OBJECTIVE: Reproduce verbatim the entries from the line containing "TARGET = checkered flag pattern" through the line containing "[(658, 448), (346, 283)]", including both of those lines.

___ INPUT FOR THIS TASK

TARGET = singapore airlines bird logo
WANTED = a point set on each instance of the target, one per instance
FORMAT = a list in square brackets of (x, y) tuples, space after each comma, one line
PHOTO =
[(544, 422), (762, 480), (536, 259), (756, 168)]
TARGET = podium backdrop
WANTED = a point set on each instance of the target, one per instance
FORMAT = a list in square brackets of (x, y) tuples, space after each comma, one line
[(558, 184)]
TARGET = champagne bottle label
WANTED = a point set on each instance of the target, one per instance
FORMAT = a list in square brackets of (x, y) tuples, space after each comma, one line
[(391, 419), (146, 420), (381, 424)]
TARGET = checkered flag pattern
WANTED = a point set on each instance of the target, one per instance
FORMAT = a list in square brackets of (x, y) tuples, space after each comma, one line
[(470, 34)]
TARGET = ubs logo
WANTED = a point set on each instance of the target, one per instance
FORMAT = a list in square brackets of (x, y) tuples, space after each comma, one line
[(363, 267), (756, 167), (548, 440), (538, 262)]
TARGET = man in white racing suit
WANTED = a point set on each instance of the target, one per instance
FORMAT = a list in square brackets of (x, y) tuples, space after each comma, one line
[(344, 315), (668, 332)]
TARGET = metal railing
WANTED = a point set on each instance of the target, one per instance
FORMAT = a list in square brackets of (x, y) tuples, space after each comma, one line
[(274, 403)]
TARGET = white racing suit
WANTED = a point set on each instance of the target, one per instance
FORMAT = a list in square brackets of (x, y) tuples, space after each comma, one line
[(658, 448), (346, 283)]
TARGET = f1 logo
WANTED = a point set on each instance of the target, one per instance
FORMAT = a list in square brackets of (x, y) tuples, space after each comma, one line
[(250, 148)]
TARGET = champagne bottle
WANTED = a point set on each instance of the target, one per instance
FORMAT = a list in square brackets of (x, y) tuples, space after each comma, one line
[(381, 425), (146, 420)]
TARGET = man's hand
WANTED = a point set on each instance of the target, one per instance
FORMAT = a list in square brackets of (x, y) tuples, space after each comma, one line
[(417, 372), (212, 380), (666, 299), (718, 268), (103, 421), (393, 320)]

______

EXPECTED ANSWER:
TARGET = checkered flag pattern
WANTED = a point set on each instance of the target, one per instance
FORMAT = a list in square brackets of (x, y) tuples, space after each comma, one line
[(470, 34)]
TARGET = ubs logo
WANTED = a point set on each instance of the target, one per instance
FORMAT = a list in square brackets of (x, y) tuples, space after each comma, one line
[(363, 267), (756, 167), (548, 440), (538, 262)]
TARGET = man in white racing suit
WANTED = a point set on each instance of the target, one per instance
FORMAT = a list in square brackets of (x, y) tuples, space after each comma, one line
[(344, 315), (668, 332)]
TARGET = metal railing
WANTED = a point set on each instance of the target, one per instance
FORMAT = a list in square brackets of (x, y) tuples, space after each comma, one line
[(274, 403)]
TARGET = white racing suit
WANTED = a point set on each instance of the target, one per instance
FORMAT = a list in square brackets of (x, y) tuples, space after each comma, one line
[(658, 448), (346, 283)]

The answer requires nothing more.